# start of SUPPLIED DATA

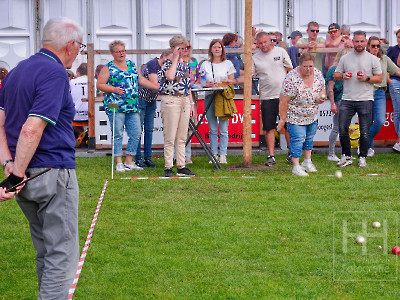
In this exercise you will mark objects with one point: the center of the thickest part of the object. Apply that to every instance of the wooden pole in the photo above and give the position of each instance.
(91, 95)
(248, 41)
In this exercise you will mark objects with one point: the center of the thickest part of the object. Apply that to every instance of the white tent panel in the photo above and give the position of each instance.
(366, 15)
(268, 15)
(17, 32)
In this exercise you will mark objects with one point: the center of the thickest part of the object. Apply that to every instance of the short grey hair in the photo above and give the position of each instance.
(58, 32)
(114, 44)
(177, 40)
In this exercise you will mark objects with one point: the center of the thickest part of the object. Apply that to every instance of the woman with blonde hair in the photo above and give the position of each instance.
(176, 107)
(119, 81)
(335, 92)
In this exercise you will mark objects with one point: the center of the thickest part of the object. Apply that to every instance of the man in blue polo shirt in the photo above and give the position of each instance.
(36, 113)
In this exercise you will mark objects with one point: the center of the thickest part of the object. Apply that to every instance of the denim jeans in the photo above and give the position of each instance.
(147, 110)
(131, 121)
(394, 90)
(301, 137)
(335, 131)
(213, 125)
(364, 111)
(378, 115)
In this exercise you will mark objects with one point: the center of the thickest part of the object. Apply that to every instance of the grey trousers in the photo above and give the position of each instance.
(50, 203)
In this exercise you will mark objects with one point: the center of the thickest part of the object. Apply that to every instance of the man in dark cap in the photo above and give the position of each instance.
(293, 51)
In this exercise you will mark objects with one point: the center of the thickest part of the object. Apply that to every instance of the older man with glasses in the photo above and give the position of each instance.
(36, 114)
(312, 42)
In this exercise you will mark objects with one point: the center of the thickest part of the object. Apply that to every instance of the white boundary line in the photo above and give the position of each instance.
(86, 247)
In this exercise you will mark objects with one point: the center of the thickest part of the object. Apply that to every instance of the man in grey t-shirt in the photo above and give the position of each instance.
(360, 70)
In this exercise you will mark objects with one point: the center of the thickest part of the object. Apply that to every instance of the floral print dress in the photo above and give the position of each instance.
(180, 85)
(302, 108)
(128, 80)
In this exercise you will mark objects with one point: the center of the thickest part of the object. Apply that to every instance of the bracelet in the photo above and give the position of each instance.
(6, 162)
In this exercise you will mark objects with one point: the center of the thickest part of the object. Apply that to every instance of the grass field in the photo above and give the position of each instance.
(257, 233)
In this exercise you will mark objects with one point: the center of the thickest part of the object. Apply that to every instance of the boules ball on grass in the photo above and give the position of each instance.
(396, 250)
(338, 174)
(360, 240)
(376, 224)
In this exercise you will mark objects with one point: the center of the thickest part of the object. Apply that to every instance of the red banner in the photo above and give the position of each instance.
(387, 131)
(235, 128)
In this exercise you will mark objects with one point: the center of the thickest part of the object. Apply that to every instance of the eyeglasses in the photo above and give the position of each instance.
(82, 46)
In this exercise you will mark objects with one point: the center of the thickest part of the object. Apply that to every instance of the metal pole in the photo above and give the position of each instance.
(247, 84)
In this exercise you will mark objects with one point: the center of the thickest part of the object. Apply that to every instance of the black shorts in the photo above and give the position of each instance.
(269, 113)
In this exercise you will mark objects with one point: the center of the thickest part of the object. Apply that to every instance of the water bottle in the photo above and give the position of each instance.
(203, 78)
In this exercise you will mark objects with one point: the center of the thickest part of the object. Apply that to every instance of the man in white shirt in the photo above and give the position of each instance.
(271, 64)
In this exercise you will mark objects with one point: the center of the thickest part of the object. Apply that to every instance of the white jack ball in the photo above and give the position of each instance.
(338, 174)
(360, 240)
(376, 224)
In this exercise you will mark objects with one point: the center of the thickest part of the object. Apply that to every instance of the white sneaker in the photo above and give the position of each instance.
(299, 171)
(345, 161)
(309, 167)
(371, 152)
(222, 159)
(396, 147)
(120, 168)
(333, 157)
(362, 162)
(132, 167)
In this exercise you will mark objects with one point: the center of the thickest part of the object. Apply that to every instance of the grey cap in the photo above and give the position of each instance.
(295, 33)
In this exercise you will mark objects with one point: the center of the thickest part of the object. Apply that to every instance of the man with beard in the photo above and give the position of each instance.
(359, 70)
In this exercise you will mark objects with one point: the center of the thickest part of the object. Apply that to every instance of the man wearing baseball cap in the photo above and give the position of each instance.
(334, 40)
(293, 51)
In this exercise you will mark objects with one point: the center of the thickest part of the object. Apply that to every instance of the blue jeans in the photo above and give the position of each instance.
(378, 114)
(394, 90)
(301, 137)
(131, 121)
(213, 125)
(347, 110)
(147, 110)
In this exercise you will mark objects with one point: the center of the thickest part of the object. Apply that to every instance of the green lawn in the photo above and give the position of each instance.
(258, 233)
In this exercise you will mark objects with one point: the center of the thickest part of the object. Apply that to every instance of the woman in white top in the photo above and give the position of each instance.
(217, 69)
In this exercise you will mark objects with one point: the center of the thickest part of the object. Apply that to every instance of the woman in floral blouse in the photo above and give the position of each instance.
(176, 107)
(302, 91)
(119, 81)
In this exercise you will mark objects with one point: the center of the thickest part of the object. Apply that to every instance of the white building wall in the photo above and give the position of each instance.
(149, 24)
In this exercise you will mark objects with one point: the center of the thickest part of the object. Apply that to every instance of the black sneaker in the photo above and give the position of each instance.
(168, 172)
(149, 163)
(140, 163)
(184, 172)
(289, 159)
(270, 161)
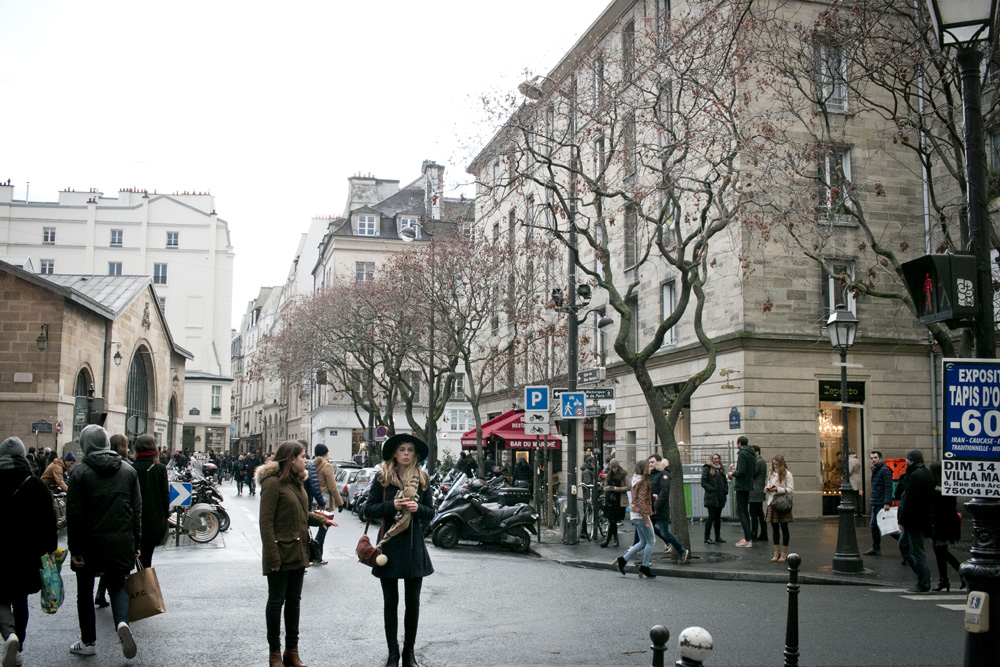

# end of SUPPLIED DATA

TASK INSTRUCTIONS: Starting at the line that contains "of the green" and continuing through the end of the rows, rewrite those lines with "thickest" swapped for "widest" and everything else left unchanged. Leave the pictures out.

THE RESULT:
In this exercise you will mark objects with one point: the center of the widest part of the object. Apply that to every instance of the green lawn in the photo above and give the position of each instance.
(258, 233)
In this exercise you will mark objects with one point: the center of the widest part of the object. Apply that to every instance of the woman in white top in the photo above and give the position of each instance.
(217, 69)
In this exercise you will mark objects with one point: the center of the widest part of the object. Apply that to every instance of the woman in floral blouse in the photo above and give the position of each instance.
(176, 107)
(302, 91)
(119, 81)
In this exercise you will mark objects with one point: the center of the widest part of the object. Apply that to every instance of the white building wall in the photo above and give the position of each instance.
(149, 24)
In this exercise you will mark objects with one point: the center of the widest part of the object. Apply that to every instance of the black sneaker in the photo above and give the position of each instance.
(168, 172)
(149, 163)
(140, 163)
(184, 172)
(289, 159)
(270, 161)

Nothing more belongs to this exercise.